TASK: From the listing below, pick out and copy every line that contains the string "screen". Matching is case-sensitive.

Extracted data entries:
-- START --

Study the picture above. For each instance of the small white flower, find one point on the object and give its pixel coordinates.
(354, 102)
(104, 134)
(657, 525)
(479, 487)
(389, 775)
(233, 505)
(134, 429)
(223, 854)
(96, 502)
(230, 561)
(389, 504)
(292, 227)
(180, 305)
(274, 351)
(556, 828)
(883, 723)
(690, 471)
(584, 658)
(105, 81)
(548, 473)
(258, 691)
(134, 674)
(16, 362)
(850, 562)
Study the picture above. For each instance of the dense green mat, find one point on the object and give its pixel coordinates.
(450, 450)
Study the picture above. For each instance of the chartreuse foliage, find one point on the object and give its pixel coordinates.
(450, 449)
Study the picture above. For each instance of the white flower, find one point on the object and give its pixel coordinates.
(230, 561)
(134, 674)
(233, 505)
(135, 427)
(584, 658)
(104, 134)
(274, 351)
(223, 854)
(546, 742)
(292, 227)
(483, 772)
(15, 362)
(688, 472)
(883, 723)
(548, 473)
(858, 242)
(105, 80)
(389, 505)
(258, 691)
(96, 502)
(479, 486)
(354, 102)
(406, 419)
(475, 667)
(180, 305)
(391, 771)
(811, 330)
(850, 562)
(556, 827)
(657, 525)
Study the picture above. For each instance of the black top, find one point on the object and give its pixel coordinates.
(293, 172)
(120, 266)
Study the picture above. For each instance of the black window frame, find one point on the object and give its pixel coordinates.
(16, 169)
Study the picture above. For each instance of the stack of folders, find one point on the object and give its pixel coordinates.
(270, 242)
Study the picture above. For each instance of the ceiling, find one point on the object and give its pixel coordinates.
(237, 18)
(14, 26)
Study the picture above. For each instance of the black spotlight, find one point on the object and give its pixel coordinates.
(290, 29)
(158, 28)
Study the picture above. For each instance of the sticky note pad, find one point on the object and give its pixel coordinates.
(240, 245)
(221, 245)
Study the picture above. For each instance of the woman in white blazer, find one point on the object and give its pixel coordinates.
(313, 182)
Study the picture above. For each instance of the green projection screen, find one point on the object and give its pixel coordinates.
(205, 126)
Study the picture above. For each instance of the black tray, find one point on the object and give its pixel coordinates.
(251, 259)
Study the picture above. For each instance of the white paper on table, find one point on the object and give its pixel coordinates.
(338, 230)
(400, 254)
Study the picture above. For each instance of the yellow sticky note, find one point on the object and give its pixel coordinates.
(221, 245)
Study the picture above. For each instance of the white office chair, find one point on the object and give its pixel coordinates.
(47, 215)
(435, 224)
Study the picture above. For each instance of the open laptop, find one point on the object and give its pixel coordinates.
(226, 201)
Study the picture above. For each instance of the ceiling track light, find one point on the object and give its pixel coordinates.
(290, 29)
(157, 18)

-- END --
-- START --

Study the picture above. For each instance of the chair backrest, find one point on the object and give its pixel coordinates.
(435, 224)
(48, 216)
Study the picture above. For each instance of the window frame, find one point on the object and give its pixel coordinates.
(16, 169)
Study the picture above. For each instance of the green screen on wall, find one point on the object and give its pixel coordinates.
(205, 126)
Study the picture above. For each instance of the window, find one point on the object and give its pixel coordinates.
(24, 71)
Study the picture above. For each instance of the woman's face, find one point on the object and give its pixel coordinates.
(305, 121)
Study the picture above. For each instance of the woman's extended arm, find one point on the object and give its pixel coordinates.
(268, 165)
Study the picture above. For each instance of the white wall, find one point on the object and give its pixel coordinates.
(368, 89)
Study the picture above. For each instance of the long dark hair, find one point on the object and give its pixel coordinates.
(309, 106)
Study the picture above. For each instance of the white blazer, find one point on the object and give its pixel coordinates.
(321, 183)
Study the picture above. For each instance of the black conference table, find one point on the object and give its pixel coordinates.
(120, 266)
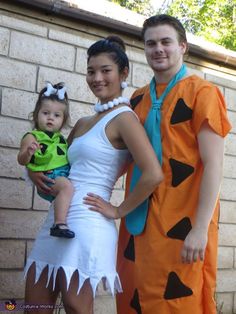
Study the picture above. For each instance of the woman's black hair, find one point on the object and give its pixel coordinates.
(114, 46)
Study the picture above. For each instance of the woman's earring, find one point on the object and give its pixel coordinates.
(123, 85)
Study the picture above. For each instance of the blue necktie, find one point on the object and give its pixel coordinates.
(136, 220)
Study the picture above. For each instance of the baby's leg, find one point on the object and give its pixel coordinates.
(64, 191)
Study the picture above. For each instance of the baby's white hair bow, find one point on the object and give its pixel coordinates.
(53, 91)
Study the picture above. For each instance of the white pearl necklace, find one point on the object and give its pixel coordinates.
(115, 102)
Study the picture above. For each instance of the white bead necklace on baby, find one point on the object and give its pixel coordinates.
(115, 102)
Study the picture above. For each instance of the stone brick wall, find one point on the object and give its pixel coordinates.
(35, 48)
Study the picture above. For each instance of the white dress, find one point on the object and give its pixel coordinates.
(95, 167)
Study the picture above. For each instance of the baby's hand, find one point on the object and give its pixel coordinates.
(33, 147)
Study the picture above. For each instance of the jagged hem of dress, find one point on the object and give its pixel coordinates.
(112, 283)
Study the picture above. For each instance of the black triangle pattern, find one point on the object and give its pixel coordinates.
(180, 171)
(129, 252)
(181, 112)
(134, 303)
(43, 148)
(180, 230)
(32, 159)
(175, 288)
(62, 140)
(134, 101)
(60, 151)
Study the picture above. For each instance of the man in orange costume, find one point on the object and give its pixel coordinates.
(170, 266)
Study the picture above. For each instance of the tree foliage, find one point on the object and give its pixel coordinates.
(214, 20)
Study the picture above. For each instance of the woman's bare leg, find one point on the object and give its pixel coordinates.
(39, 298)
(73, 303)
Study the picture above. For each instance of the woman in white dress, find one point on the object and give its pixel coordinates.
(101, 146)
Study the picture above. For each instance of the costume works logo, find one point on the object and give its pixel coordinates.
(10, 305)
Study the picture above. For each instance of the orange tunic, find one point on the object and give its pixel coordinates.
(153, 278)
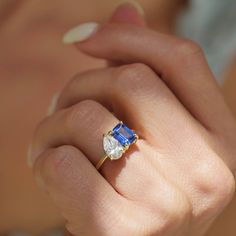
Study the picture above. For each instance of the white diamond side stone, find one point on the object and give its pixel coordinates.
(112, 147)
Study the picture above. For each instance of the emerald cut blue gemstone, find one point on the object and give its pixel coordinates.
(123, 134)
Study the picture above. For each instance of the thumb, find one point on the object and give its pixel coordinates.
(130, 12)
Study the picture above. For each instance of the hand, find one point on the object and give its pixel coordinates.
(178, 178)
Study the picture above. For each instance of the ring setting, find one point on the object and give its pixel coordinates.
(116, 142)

-- END --

ANSWER TO THIS PROBLEM:
Study the picture above. For each instance of the green projection screen, find one point on the object and give its pixel coordinates.
Study the picture above. For each instance of the green screen on wall, find one point on the object and give its pixel coordinates.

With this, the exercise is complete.